Pick up the text on US shale oil producers after its last sentence and keep writing it.

■ Text excerpt ■
>>>

Over the past decade, exploration and production companies (“producers”) have been in a land grab battle as shale oil resources (“shale oil plays”) have emerged across the United States. Starting in 2009, the Bakken Shale in North Dakota emerged, followed by several other oil plays including the Eagle Ford Shale in South Texas, the Denver-Julesburg (DJ) Basin in Colorado, and most prominently the resurgence of the Permian Basin in West Texas and Southeast New Mexico. New technologies have unlocked these vast reserves in the US and some estimates now show the US having more reserves in the ground than the most prolific oil fields in Saudi Arabia. The land grab has led to most producers issuing substantial debt and equity to finance the high-cost of entry into these shale plays. In some cases, producers have spent without restraint on drilling their newly-acquired acreage to hold leases (as required by lease agreements) and grow production rapidly. As a result, at approximately 12 million barrels per day, the US is now the largest oil producing country in the world, surpassing both Saudi Arabia and Russia. However, following years of high-cost acquisitions and production growth, producers are now embracing a more disciplined approach to capital deployment with a manufacturing mindset – a fundamental change in the fabric of the industry.

<<<

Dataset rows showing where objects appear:
>>>

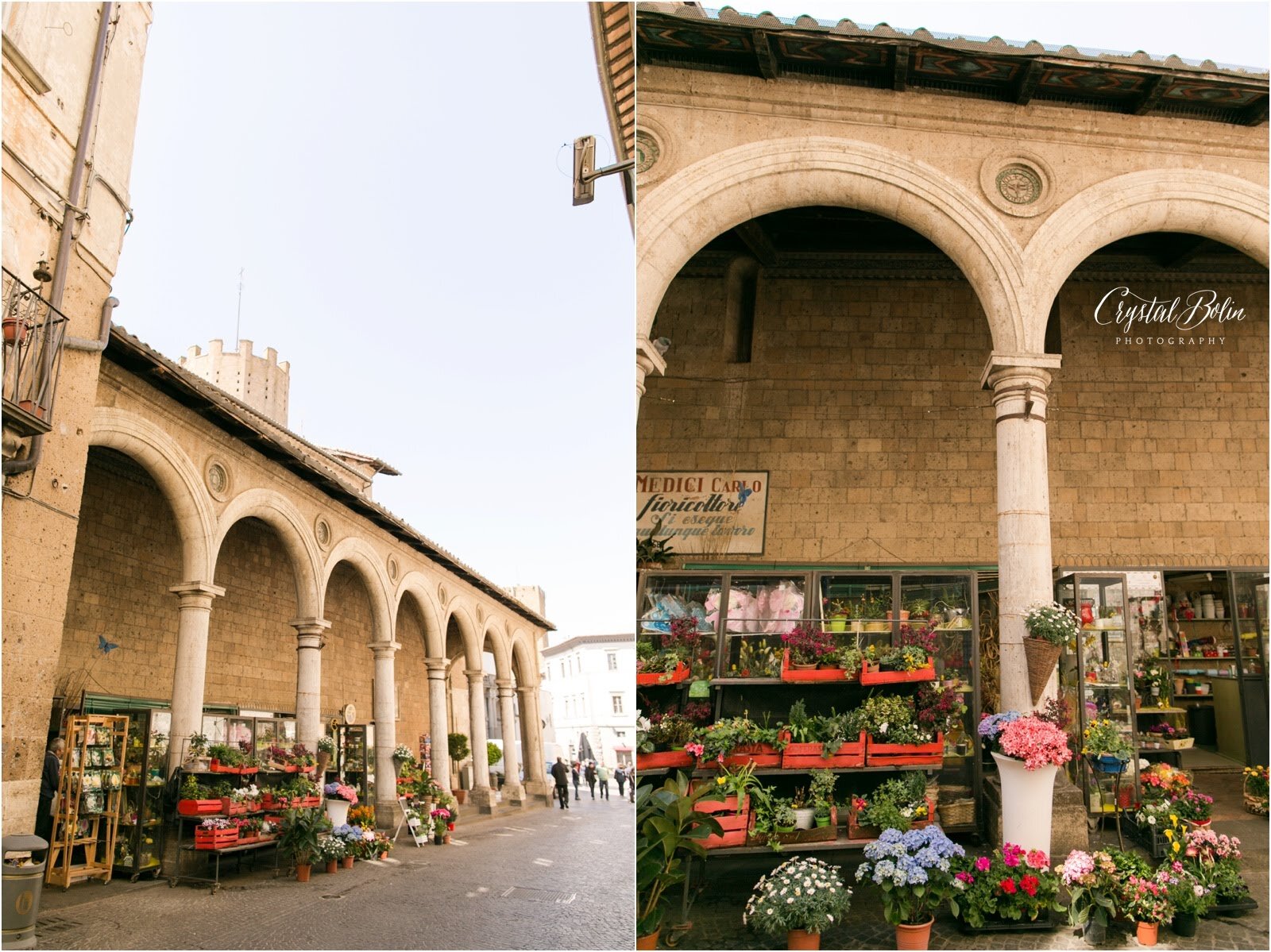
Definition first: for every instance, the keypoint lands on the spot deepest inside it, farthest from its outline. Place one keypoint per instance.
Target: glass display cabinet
(139, 846)
(1096, 676)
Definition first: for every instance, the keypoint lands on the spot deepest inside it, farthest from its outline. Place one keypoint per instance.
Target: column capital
(197, 590)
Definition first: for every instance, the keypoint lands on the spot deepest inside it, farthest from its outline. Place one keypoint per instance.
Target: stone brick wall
(862, 399)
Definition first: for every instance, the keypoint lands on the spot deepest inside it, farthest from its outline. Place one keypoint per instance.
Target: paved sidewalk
(539, 878)
(716, 913)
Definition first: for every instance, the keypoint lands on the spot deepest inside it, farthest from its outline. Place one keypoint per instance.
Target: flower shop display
(1093, 886)
(1256, 789)
(913, 869)
(800, 899)
(661, 742)
(1029, 751)
(823, 742)
(669, 831)
(737, 740)
(899, 802)
(1050, 628)
(1010, 888)
(1147, 903)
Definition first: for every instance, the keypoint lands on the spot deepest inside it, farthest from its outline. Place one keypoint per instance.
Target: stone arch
(1207, 203)
(281, 515)
(698, 202)
(369, 566)
(416, 585)
(177, 477)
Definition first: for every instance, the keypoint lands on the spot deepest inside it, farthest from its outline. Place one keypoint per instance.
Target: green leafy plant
(669, 831)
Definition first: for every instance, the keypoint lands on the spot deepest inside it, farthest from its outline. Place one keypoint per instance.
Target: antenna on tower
(238, 322)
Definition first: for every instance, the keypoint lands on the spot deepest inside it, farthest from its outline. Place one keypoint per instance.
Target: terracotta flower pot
(801, 939)
(914, 937)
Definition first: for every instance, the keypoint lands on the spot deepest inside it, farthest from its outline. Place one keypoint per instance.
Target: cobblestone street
(715, 915)
(546, 878)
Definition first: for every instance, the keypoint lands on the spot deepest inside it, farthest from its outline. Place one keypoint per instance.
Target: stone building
(168, 543)
(883, 270)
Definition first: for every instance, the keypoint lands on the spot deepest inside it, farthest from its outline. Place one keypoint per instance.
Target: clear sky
(1226, 32)
(391, 178)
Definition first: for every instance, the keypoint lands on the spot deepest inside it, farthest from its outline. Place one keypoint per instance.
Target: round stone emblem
(647, 152)
(1018, 184)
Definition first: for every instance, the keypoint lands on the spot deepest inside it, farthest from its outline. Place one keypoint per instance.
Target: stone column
(512, 788)
(535, 770)
(309, 645)
(191, 669)
(438, 723)
(1018, 384)
(481, 795)
(388, 811)
(648, 360)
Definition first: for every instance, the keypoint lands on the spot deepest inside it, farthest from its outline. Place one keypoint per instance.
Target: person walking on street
(48, 780)
(561, 774)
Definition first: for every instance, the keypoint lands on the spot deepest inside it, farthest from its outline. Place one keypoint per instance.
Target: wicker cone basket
(1042, 656)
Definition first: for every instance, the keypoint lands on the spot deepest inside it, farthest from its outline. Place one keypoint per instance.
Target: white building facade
(593, 694)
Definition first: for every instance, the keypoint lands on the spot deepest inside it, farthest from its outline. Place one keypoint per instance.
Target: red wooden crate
(820, 674)
(870, 674)
(805, 757)
(216, 839)
(664, 759)
(196, 807)
(756, 754)
(891, 754)
(679, 674)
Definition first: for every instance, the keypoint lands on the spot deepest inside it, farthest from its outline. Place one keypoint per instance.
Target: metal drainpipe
(64, 249)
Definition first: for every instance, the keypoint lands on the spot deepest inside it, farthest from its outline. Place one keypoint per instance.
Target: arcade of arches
(883, 292)
(232, 577)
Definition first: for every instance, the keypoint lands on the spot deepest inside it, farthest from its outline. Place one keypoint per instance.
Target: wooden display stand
(89, 795)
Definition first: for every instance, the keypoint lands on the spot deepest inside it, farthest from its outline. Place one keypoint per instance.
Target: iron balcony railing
(33, 336)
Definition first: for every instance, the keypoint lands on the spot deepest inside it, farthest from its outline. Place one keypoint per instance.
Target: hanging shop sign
(718, 512)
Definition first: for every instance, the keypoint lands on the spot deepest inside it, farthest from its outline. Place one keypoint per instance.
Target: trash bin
(21, 886)
(1203, 726)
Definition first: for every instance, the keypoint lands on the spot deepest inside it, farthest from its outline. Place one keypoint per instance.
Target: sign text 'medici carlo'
(703, 512)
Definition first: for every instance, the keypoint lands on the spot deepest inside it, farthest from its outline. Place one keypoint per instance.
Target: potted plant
(800, 899)
(340, 799)
(1029, 751)
(299, 838)
(1147, 903)
(1106, 746)
(1050, 628)
(1008, 888)
(669, 829)
(912, 869)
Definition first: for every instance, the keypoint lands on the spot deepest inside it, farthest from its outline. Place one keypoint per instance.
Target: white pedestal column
(481, 795)
(384, 702)
(191, 669)
(512, 787)
(309, 645)
(438, 723)
(1025, 563)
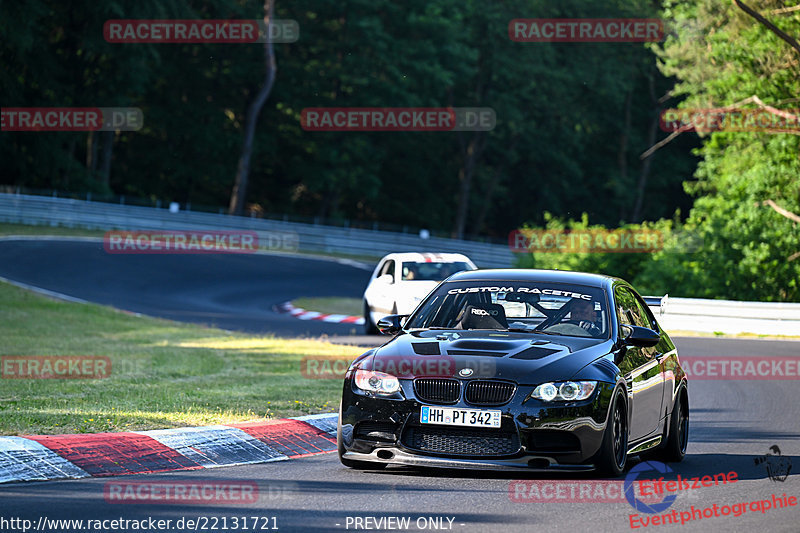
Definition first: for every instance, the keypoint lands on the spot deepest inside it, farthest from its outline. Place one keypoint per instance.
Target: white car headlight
(566, 391)
(377, 382)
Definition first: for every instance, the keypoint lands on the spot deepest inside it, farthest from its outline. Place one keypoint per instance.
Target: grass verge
(163, 374)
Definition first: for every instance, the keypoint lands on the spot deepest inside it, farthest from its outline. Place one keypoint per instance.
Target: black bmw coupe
(544, 370)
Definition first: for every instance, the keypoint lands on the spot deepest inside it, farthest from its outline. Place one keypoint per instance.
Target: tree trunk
(104, 177)
(622, 153)
(239, 192)
(644, 174)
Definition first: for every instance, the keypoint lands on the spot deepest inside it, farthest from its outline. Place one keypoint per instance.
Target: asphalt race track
(733, 422)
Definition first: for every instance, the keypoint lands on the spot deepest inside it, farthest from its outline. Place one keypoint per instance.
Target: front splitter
(401, 457)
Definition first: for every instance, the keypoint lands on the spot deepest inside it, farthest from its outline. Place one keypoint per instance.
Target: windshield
(552, 308)
(430, 271)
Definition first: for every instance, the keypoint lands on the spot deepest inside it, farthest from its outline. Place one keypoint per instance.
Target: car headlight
(377, 382)
(565, 391)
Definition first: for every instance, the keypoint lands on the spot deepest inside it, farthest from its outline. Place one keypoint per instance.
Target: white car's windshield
(534, 306)
(431, 271)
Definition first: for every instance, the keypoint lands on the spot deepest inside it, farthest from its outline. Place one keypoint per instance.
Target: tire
(369, 327)
(349, 463)
(675, 448)
(613, 455)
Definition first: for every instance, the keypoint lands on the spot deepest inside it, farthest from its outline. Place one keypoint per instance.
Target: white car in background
(402, 280)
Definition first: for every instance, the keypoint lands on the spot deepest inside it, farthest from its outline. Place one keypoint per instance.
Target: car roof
(523, 274)
(427, 257)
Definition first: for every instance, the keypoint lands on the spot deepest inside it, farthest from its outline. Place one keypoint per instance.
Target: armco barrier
(50, 211)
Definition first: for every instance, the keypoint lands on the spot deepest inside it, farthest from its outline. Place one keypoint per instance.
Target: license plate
(451, 416)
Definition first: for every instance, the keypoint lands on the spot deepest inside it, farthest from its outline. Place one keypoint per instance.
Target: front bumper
(534, 435)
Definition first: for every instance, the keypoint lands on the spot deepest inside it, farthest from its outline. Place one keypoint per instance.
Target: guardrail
(731, 317)
(685, 314)
(288, 236)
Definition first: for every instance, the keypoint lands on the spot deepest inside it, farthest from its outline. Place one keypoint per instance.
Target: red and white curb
(51, 457)
(302, 314)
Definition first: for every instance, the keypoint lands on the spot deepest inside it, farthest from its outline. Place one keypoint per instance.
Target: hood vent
(534, 353)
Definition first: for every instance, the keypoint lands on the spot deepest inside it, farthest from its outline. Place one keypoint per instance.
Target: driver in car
(583, 314)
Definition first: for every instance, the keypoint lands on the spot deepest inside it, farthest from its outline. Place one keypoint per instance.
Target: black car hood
(524, 358)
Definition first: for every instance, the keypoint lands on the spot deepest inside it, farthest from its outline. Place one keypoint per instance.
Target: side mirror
(392, 324)
(639, 336)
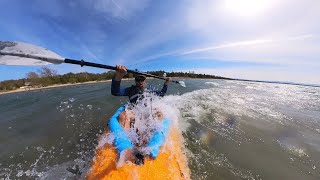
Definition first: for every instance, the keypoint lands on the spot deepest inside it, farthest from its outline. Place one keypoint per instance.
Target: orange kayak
(171, 163)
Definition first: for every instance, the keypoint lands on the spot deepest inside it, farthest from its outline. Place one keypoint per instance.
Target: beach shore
(27, 89)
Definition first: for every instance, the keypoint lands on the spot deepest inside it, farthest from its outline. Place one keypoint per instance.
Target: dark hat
(140, 78)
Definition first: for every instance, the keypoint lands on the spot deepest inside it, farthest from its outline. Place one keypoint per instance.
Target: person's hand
(120, 72)
(168, 80)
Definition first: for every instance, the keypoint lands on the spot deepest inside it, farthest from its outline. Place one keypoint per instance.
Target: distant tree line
(46, 77)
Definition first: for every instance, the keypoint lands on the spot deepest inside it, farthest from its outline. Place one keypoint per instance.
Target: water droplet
(72, 99)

<<<

■ Answer to the problem ■
The most pronounced change in energy companies recently has been the transformational shift to capital discipline. Capital discipline simply means that an energy company spends within its cash flow from operations (“cash flow”) and prioritizes long term returns on and of capital to the shareholder. Historically, most producers have outspent cash flow (see EXHIBIT 1) and relied on capital markets to fuel growth. However, as producers have announced their 2019 capital budgets, they are clearly positioning to meet investor demands to focus on returns on and of capital, not growth at all costs. Despite the recent increase in oil prices, most producers are basing their development plans on $50/barrel oil (WTI), cutting capital expenditures and committing to use free cash flow generated at current oil future prices of $55+/barrel to pay down debt, initiate/increase dividends, and/or commence share buybacks. This structural shift in the underlying business model of producers is leading to a healthier industry through this balanced approach to capital allocation and is serving to make these companies more investable through the commodity cycle as they refrain from chasing growth for growth’s sake.
This newfound discipline is making these companies more attractive as margins have expanded and free cash flow is rising as illustrated in EXHIBIT 2. As shown in the chart on the left, average EBITDA margins are expected to increase from 6% in 2016 to nearly 60% in 2019 through 2021. Along with rising oil prices, most producers have continued to drive down costs through improved drilling and completion technologies, which has led to expanding margins. As producers move from land grab to manufacturing/development mode, they are also benefitting from economies of scale. At the same time, the move to capital discipline is putting a governor on capex, which is leading to increases in free cash flow estimates. EXHIBIT 2 illustrates an improvement in free cash flow from a negative $17 billion in 2016 to an estimated positive $20 billion in 2021.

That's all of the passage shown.